» **Written task**: Give back the line where "Reviewer note: confirm that every instance of the ear" appears and all the lines after it until the listing ends, unchanged and with nothing else.

◇ ◇ ◇ ◇ ◇ ◇ ◇

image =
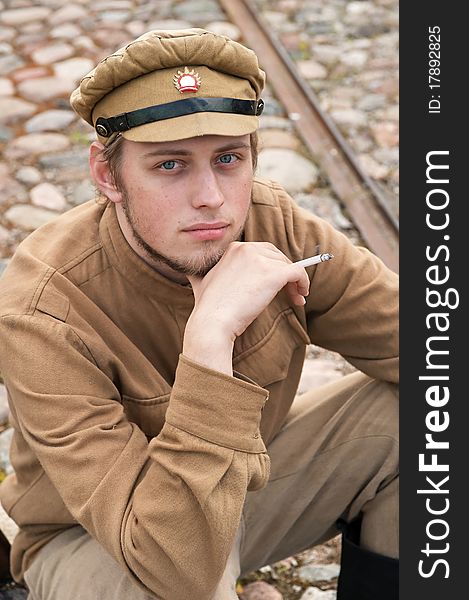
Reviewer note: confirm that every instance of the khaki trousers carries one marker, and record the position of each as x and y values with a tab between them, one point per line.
335	457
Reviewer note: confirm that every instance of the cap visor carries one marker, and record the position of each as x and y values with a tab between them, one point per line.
193	125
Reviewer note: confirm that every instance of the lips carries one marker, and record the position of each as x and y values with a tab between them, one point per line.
204	226
207	231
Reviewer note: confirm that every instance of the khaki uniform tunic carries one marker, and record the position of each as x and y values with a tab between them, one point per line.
114	429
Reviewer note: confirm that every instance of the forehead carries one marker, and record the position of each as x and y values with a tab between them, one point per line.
205	144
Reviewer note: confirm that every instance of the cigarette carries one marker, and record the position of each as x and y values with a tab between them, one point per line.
314	260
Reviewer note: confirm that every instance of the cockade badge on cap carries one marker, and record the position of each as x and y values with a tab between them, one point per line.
187	80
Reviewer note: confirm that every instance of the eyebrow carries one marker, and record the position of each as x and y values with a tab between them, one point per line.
183	152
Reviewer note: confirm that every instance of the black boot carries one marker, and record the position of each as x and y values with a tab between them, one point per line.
365	575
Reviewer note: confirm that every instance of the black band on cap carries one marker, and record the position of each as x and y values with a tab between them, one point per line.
160	112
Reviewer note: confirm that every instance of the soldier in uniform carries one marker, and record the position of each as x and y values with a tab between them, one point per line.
152	344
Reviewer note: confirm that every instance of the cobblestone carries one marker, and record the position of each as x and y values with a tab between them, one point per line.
346	51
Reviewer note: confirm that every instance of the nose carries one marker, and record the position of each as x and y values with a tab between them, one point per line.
206	190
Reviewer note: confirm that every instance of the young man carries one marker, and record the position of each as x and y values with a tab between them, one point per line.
152	344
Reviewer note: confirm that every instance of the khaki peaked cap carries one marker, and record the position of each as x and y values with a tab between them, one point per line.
148	72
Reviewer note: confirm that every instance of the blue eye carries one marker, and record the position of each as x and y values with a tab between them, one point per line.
168	165
226	159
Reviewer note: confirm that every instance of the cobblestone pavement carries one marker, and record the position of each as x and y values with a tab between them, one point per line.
346	50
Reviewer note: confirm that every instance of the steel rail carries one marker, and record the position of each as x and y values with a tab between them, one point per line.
359	194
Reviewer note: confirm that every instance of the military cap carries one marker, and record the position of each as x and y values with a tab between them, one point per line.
172	85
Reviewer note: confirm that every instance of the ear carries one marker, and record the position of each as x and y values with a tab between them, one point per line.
101	173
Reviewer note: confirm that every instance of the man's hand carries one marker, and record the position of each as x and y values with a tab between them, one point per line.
233	294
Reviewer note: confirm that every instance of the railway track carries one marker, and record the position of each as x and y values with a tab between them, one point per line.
362	198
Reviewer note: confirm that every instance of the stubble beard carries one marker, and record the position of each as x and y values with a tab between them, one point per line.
197	266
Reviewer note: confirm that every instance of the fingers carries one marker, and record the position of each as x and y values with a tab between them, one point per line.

◇ ◇ ◇ ◇ ◇ ◇ ◇

» **Complete output**:
Reviewer note: confirm that every instance of the ear carries one marker, and record the position of each as x and y values with a tab between them, one point per line.
101	173
Reviewer note: confirm that every instance of the man's hand carries one marker, and record the position of each as x and y values with a tab between them, one point per line.
233	294
Reviewer note: confirm that every instance of the railway track carries one marker, and record the position of each as x and y values with a tab between them, one point per line.
362	198
Reviewer note: confirm that every instance of the stubble beard carries one marker, and record the position of each as x and y values with a tab between them, one point per line.
197	266
Reviewer note: confirm that every instance of the fingers carries one marker, and record the position of each as x and y values with a tab between them, one point per line.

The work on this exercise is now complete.